What to do:
Copy exactly the stretch of data below from the line with "[[225, 0], [92, 139], [57, 152], [0, 117]]" through the line with "For every instance of the railing", including both of those lines.

(Records from a collection)
—————

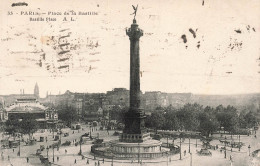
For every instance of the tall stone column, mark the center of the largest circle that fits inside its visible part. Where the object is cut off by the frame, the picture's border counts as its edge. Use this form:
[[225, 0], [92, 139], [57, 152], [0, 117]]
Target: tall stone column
[[134, 119], [134, 34]]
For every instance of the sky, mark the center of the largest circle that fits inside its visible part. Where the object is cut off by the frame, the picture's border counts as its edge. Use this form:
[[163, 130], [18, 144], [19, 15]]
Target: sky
[[188, 46]]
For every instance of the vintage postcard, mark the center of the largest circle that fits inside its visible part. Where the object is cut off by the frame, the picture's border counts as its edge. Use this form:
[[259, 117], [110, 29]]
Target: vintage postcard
[[92, 82]]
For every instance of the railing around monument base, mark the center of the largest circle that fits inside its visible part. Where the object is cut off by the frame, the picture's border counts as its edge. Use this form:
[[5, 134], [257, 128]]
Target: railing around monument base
[[104, 151]]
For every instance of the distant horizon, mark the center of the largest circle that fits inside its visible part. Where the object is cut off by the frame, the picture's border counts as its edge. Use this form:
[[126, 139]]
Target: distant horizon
[[211, 49], [50, 93]]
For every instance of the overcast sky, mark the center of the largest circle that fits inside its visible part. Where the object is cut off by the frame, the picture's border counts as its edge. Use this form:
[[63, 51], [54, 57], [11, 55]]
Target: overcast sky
[[220, 56]]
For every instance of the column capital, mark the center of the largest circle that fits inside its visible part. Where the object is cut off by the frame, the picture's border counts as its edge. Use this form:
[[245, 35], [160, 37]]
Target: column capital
[[134, 32]]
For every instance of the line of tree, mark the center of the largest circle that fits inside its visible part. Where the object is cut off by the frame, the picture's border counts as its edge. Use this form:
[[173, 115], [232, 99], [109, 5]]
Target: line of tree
[[28, 125], [194, 117]]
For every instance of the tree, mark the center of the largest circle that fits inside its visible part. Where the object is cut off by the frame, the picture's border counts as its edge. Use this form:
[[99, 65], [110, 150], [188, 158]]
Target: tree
[[251, 119], [12, 127], [68, 115], [156, 120], [228, 118], [28, 125], [208, 122]]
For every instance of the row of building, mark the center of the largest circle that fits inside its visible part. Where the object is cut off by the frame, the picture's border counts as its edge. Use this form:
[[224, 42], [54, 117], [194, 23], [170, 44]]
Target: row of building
[[87, 105]]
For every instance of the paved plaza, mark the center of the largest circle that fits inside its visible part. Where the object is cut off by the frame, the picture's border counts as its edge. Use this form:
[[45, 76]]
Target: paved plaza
[[239, 158]]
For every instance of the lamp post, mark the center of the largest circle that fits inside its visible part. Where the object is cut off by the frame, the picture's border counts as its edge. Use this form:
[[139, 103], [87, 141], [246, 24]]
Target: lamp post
[[19, 152], [80, 142], [249, 149], [167, 158], [90, 131], [189, 144], [180, 147], [47, 152], [167, 142], [52, 153], [190, 159], [196, 140], [239, 146], [225, 147], [112, 159], [138, 152]]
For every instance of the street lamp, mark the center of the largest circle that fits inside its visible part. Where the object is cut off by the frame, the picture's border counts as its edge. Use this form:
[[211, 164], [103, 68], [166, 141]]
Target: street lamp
[[239, 145], [90, 131], [167, 158], [112, 159], [225, 147], [47, 152], [167, 142], [19, 152], [53, 153], [196, 140], [190, 159], [180, 147], [249, 149], [80, 142], [189, 143]]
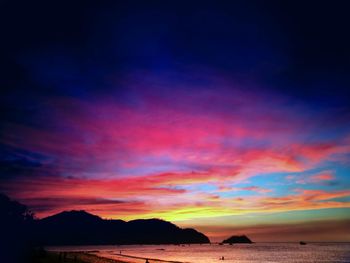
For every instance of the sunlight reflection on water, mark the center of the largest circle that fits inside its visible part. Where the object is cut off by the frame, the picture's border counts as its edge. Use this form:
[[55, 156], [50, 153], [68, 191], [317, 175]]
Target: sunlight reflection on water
[[238, 253]]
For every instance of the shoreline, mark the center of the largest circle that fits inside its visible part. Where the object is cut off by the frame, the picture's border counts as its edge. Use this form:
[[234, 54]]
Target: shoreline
[[91, 257]]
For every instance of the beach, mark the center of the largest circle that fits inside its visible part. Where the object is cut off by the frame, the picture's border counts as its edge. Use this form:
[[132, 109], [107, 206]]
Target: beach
[[73, 257], [291, 252]]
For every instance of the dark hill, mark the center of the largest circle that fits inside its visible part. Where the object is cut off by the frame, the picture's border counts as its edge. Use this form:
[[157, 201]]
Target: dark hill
[[82, 228], [238, 239]]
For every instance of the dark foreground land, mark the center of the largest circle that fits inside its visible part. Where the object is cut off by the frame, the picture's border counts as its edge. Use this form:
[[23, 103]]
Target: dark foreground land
[[69, 257]]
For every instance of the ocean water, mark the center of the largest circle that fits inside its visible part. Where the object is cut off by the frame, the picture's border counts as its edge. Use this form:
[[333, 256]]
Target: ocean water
[[238, 253]]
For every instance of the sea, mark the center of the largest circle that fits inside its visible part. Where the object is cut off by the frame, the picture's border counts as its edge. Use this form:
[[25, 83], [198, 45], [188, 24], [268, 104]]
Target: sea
[[209, 253]]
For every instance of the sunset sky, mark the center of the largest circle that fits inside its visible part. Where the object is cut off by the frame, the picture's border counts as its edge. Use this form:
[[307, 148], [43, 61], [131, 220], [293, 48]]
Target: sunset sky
[[231, 118]]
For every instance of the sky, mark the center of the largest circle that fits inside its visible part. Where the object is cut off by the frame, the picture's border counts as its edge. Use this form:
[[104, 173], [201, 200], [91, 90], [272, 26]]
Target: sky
[[231, 117]]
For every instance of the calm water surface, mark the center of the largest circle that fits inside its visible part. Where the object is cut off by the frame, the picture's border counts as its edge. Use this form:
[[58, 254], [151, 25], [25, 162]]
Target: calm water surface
[[238, 253]]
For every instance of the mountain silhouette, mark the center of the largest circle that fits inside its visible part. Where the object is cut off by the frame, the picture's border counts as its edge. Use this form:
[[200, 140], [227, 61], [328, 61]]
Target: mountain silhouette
[[82, 228], [238, 239]]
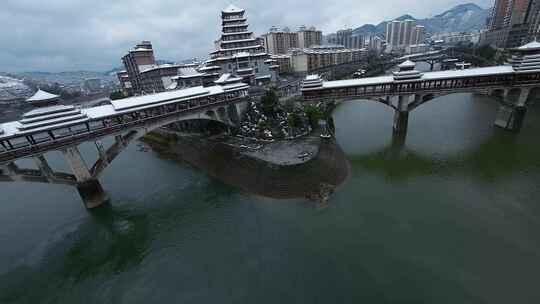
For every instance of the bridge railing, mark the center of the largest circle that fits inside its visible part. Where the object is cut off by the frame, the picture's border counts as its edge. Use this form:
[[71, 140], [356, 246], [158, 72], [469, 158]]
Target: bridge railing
[[422, 86], [38, 143]]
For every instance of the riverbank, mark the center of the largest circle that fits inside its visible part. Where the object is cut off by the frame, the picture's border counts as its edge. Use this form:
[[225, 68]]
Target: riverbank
[[309, 167]]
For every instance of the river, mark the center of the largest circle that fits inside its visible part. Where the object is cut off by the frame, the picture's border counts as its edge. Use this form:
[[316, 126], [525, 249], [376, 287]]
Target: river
[[451, 217]]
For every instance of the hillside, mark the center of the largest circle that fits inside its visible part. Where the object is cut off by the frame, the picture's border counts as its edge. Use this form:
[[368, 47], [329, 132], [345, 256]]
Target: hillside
[[462, 18]]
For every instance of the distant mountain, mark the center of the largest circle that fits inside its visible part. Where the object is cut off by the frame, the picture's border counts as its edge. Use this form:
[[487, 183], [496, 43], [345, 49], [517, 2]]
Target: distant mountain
[[462, 18], [13, 88]]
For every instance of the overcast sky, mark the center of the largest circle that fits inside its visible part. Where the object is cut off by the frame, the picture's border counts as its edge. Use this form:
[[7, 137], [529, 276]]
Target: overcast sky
[[67, 35]]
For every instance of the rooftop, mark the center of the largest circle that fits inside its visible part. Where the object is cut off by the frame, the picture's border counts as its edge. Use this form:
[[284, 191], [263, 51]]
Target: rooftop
[[233, 9], [531, 46], [407, 64], [41, 95]]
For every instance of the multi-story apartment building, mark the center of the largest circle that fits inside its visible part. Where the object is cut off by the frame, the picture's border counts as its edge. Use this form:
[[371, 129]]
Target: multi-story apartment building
[[348, 39], [512, 23], [144, 75], [308, 37], [238, 52], [280, 41], [400, 34], [311, 59]]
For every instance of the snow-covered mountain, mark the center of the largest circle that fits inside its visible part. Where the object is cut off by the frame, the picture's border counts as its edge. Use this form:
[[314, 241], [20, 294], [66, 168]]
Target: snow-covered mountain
[[11, 88], [462, 18]]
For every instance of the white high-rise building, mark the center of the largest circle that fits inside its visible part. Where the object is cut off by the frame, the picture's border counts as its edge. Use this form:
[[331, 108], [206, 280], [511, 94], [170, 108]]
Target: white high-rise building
[[400, 34]]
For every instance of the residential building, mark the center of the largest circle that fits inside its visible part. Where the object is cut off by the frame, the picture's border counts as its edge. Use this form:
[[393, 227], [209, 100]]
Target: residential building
[[308, 37], [348, 39], [280, 41], [238, 52], [144, 74], [400, 34], [310, 59], [512, 23]]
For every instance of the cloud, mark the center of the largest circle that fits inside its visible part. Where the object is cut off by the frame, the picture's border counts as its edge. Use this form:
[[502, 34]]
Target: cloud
[[60, 35]]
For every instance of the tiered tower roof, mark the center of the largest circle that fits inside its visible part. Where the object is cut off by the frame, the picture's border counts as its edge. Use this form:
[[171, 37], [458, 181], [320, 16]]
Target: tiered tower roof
[[235, 36]]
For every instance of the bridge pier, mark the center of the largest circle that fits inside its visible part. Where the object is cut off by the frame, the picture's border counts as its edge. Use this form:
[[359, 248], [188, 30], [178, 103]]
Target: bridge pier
[[401, 118], [511, 117], [401, 122], [89, 188]]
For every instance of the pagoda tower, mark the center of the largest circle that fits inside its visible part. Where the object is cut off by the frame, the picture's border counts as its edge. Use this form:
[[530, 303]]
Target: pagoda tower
[[238, 52]]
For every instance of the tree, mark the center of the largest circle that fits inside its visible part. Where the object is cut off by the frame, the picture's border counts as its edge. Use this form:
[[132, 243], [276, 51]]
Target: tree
[[117, 95], [269, 102], [314, 114]]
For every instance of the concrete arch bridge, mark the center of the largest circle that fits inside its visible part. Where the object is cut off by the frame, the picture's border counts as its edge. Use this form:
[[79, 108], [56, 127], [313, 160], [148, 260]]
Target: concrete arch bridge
[[64, 128], [515, 85]]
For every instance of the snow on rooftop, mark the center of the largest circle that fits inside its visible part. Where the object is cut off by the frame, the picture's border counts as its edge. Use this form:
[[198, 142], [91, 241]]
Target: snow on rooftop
[[232, 9], [48, 111], [407, 64], [41, 95], [139, 101], [535, 45]]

—————

Exercise output:
[[225, 0], [92, 139], [57, 152], [0, 117]]
Target: tall stone column
[[134, 119], [134, 34]]
For every instance of the sky, mark the center of the largest circle that fits inside its visible part. Where the object is cut off by the frame, the picture's border counts as its edge. Use this form:
[[163, 130], [18, 144], [19, 15]]
Target: sky
[[188, 46]]
For every instance of the vintage postcard, mark the center of the largest circle that fits inside its visible part. Where the object is cut off by the frame, the picture's border counts as its edge. Use this form:
[[259, 117], [110, 29]]
Target: vintage postcard
[[92, 82]]
For every instance of the railing around monument base, mark the center of the largest circle that fits inside its visible part. Where the object is cut off by the frame, the picture's border counts as its edge. Use this form:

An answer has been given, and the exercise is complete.